Your goal:
Check each statement against the press release below about XPhyto's agreement with Vektor. Answer yes or no for each, quoting the words from the press release that settle it. (a) XPhyto agreed to acquire all of Vektor's issued and outstanding shares. (b) XPhyto's equipment purchase agreement was signed with Vektor itself. (c) Vektor holds an import permit for cannabis.

BEGIN Page text

Aug 26, 2019 in Press Releases

XPhyto Therapeutics To Acquire German Narcotics Company

Vancouver, Canada (August 26, 2019) – XPhyto Therapeutics Corp. (CSE:XPHY; FSE:4XT) (“XPhyto” or the “Company”) is pleased to announce that it has entered into a definitive share purchase agreement (the “Agreement”) with Vektor Pharma TF GmbH (“Vektor”), a German narcotics manufacturer, to acquire 100% of the issued and outstanding shares. XPhyto has also entered into an equipment purchase agreement (the “Equipment Agreement”) with an affiliated company to purchase thin film drug delivery manufacturing equipment.

Vektor is a German-based narcotics company focused on the research, development and production of therapeutic films for pharmaceuticals, cosmetics and food. The company has established itself as an expert in the design, testing and manufacture of thin film drug delivery systems, including transdermal patches and sub-lingual (oral) strips. Vektor also holds a number of valid narcotics licences pursuant to EU GMP certification and other governing regulations: Import Permit for drug dosage forms; Import Permit for cannabis; Manufacturing Permit for clinical samples; Manufacturing Permit for final drug product release; Analytical Permit for chemical and physical testing; Permit to handle narcotic drugs; and a Permit to handle animal tissue. Vektor’s various narcotics licences include authorizations related to conventional and cannabis-related prescription medications, including but not limited to: Buprenorphine, cannabis, Dronabinol, Fentanyl, Hydromorphone, Oxycodone, and THC.

“XPhyto is building a next generation cannabis company focused on medical formulation, clinical validation and emerging European markets,” said Hugh Rogers, CEO of XPhyto. “We believe that Vektor will add significant long-term value at every level of our business, from clinical trial expertise and drug manufacturing capability to their German cannabis and narcotics import licences and strong relationships with the German health authority.”

END Page text
BEGIN Information

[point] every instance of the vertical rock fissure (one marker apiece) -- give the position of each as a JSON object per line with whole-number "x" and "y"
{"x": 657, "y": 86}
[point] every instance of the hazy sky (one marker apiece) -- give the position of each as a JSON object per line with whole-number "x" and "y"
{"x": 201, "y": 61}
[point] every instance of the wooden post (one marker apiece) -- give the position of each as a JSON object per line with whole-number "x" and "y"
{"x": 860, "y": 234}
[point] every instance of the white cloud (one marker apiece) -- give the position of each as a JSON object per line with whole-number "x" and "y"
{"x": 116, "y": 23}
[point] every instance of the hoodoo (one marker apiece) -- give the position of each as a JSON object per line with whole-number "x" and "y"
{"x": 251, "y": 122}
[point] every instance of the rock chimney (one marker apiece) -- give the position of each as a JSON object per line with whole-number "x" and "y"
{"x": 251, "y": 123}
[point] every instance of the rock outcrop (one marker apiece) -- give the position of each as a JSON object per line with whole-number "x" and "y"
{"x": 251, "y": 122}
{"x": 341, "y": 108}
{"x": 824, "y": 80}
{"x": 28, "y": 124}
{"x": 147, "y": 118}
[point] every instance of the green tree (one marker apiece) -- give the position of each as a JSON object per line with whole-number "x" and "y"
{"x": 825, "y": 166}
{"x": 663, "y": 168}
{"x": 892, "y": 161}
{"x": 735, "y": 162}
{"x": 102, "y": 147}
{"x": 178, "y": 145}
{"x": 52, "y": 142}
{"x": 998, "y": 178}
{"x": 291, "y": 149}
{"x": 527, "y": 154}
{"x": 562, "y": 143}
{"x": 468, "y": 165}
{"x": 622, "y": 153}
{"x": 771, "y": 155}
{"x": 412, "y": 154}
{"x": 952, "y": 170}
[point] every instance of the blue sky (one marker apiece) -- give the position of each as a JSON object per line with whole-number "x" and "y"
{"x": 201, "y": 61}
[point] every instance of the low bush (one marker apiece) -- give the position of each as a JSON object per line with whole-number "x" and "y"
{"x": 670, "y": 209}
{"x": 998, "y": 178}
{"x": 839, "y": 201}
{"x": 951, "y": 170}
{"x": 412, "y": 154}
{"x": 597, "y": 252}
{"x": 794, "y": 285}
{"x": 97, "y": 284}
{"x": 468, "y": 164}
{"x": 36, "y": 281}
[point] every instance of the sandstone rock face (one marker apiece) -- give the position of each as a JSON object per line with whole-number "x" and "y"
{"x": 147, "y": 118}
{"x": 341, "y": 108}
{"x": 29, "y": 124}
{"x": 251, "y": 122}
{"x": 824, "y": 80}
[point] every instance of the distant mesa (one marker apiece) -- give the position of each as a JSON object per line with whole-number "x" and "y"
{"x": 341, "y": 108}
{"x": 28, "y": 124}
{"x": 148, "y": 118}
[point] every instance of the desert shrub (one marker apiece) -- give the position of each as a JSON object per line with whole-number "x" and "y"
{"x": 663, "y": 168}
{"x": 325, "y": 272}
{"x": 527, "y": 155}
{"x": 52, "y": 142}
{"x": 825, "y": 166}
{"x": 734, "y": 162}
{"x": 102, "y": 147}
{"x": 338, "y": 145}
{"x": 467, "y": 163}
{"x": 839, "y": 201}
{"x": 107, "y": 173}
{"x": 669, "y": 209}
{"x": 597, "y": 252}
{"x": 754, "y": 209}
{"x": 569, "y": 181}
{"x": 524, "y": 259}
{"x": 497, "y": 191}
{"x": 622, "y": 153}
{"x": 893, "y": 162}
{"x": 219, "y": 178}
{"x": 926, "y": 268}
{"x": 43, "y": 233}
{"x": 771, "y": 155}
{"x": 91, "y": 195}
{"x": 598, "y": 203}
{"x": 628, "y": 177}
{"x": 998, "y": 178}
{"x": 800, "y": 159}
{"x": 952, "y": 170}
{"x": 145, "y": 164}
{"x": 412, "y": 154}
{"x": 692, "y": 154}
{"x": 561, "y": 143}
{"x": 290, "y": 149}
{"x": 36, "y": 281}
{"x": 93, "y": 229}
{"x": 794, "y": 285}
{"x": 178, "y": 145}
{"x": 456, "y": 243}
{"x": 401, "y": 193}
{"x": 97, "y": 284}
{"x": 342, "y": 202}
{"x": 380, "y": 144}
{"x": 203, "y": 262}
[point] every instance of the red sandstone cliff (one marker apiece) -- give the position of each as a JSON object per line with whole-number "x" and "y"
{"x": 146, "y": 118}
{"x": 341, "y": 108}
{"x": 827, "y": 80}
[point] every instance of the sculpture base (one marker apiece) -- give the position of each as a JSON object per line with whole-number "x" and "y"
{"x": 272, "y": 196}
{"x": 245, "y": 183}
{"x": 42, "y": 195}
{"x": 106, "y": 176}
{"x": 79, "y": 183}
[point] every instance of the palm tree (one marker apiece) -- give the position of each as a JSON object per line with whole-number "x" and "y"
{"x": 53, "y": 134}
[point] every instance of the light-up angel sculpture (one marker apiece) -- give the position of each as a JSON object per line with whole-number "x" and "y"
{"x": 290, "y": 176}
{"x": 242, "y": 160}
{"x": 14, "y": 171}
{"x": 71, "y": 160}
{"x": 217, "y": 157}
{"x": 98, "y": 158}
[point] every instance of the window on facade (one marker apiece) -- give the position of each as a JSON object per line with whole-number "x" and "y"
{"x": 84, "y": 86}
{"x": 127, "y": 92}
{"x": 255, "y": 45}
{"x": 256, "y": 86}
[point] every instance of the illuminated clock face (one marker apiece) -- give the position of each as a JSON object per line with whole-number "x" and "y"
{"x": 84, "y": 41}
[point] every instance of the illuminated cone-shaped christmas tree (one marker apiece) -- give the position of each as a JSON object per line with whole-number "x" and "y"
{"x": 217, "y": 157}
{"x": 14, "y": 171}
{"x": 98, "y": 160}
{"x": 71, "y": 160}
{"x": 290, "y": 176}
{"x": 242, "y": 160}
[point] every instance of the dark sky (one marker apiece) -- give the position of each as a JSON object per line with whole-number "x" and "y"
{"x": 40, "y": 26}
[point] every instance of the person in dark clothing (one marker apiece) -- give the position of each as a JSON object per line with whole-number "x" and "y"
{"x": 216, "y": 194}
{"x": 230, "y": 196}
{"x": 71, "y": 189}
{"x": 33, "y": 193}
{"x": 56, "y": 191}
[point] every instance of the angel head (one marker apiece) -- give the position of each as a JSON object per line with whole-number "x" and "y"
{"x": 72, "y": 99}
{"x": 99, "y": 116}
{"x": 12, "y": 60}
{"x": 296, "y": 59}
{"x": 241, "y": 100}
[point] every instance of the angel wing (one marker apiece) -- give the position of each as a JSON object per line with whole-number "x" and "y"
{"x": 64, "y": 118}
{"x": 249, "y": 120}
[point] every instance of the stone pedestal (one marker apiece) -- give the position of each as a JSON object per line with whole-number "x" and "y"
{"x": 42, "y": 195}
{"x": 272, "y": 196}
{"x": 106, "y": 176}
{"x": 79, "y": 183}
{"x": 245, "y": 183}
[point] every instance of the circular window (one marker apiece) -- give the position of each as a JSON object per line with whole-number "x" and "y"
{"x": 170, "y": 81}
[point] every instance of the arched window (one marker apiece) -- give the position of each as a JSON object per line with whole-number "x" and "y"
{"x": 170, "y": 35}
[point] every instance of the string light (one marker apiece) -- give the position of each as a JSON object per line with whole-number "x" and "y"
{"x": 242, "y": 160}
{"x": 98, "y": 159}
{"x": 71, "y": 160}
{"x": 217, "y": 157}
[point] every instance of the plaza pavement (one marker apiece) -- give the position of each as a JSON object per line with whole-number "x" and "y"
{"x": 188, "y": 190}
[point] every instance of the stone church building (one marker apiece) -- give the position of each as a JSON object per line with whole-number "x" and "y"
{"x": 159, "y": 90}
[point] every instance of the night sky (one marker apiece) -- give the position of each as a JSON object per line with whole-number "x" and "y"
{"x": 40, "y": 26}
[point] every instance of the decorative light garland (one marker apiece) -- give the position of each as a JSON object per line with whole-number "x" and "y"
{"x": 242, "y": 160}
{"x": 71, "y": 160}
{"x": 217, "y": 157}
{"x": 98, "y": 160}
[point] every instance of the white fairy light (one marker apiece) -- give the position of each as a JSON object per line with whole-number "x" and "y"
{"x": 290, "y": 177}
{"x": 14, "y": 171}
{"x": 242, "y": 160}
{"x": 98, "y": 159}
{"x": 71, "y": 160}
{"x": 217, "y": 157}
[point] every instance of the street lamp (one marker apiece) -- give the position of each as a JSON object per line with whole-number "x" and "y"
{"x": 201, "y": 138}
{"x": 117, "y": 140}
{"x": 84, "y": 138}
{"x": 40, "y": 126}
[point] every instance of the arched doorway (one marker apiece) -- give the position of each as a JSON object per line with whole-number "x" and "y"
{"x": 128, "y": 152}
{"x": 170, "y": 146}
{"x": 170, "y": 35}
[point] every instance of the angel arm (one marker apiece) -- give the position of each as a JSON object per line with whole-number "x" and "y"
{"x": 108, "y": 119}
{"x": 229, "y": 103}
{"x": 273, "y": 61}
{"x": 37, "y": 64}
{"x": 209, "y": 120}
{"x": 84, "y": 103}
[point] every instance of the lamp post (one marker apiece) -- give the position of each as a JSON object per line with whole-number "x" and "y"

END Information

Result for this task:
(a) Yes: "to acquire 100% of the issued and outstanding shares"
(b) No: "with an affiliated company to purchase thin film drug delivery manufacturing equipment"
(c) Yes: "Import Permit for cannabis"